Transcribe verbatim the part of the account of the frozen addicts that runs from "In 1985, I produced" up to and including "contaminant called MPTP.".

━━━━━ EXTRACT

In 1985, I produced a documentary for the PBS series NOVA, entitled “The Case of the Frozen Addicts”. The film told the story of six young California drug abusers mysteriously struck with the symptoms of Parkinson’s disease, a neurodegenerative condition that normally affects the elderly. Bill Langston, then an unknown clinician at the San Jose Valley Medical Center, discovered the unlucky individuals languishing in psych wards and jail cells and had temporarily reversed their symptoms with the drug L-dopa.
In time, Langston and his colleagues had cracked the mystery. The six young people, it turned out, had injected a bad batch of synthetic “designer” heroin. Unfortunately for them, the back street designer drug chemist who’d concocted the drug had made a terrible mistake and synthesized a neurotoxic contaminant called MPTP.
There was a positive irony to the devastating story. While tragic for the victims, this deadly molecule proved of immense scientific importance. Scientists had been hampered in their efforts to study Parkinson’s because only human beings get it. To make real progress, scientists need ways to study diseases in animals — using an “animal model”. MPTP, therefore, changed everything. This neurotoxin, it turned out, could rapidly induce Parkinsonism in monkeys, as it had in the six addicts. The animals froze up, their limbs tremored, and movements got smaller and slower. As Bill Langston put it “MPTP was like really a bracing tonic… Suddenly, we had ways to study why cells die in Parkinson’s disease. With the animal model we could test new medicines as fast as you could make them.”

━━━━━━━━━━
━━━━━ DATA BLOCK

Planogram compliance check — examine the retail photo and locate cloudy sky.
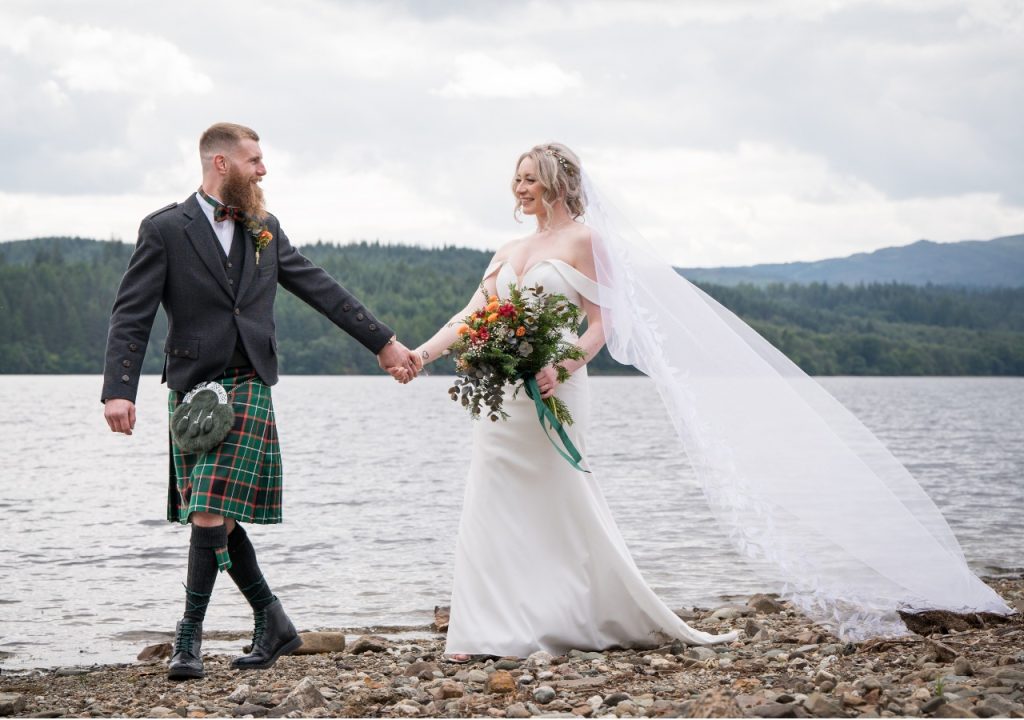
[0,0,1024,266]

━━━━━━━━━━

▶ _WRITTEN ANSWER_:
In 1985, I produced a documentary for the PBS series NOVA, entitled “The Case of the Frozen Addicts”. The film told the story of six young California drug abusers mysteriously struck with the symptoms of Parkinson’s disease, a neurodegenerative condition that normally affects the elderly. Bill Langston, then an unknown clinician at the San Jose Valley Medical Center, discovered the unlucky individuals languishing in psych wards and jail cells and had temporarily reversed their symptoms with the drug L-dopa.
In time, Langston and his colleagues had cracked the mystery. The six young people, it turned out, had injected a bad batch of synthetic “designer” heroin. Unfortunately for them, the back street designer drug chemist who’d concocted the drug had made a terrible mistake and synthesized a neurotoxic contaminant called MPTP.